→ Extracted material:
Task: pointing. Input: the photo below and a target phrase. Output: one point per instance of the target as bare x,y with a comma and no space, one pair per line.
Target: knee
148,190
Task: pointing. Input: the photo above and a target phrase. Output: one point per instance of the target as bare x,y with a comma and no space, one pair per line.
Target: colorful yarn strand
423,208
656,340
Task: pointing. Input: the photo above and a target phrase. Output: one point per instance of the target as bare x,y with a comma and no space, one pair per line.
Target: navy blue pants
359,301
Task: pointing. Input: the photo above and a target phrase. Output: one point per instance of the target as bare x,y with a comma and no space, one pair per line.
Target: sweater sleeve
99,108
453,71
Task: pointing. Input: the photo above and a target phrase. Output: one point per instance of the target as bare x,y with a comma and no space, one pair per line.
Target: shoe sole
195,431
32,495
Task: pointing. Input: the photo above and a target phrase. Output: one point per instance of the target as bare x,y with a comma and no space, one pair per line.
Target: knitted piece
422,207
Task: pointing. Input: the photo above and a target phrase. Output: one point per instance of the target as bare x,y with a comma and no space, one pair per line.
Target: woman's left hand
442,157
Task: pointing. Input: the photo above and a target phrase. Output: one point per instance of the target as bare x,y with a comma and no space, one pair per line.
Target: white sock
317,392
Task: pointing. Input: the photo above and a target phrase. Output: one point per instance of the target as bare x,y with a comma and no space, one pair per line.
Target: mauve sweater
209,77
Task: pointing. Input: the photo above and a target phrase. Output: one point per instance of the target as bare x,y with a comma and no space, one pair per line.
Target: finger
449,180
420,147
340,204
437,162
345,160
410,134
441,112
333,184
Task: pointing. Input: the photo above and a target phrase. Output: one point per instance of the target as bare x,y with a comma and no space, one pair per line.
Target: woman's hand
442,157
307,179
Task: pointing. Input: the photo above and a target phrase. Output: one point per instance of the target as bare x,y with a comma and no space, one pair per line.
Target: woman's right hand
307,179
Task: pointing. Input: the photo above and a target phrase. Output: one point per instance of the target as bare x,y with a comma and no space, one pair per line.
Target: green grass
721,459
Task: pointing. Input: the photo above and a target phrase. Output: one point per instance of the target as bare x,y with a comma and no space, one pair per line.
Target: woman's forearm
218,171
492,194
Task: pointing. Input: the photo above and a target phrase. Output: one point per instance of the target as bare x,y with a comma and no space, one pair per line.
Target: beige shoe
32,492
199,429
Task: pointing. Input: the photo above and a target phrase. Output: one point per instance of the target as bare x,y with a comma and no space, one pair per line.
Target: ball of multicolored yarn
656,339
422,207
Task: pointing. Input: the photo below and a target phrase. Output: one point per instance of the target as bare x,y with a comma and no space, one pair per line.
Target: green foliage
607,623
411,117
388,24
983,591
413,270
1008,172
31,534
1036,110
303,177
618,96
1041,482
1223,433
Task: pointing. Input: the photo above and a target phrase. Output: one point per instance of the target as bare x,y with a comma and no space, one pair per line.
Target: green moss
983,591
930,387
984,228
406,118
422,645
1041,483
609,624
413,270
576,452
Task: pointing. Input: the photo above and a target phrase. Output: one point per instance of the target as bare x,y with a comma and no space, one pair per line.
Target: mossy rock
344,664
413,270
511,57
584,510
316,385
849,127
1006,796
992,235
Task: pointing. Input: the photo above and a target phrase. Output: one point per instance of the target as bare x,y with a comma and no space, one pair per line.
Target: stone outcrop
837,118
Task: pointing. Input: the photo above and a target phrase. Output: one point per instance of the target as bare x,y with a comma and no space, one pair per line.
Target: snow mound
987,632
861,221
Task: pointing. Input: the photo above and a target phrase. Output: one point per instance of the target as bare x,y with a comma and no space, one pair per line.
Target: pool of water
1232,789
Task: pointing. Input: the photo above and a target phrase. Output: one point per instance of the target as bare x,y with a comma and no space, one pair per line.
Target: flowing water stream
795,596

→ Exercise task:
From the material above, pull out each line that contains the word "sweater" and list those lines unchanged.

→ Complete answer:
Target: sweater sleeve
Target: mauve sweater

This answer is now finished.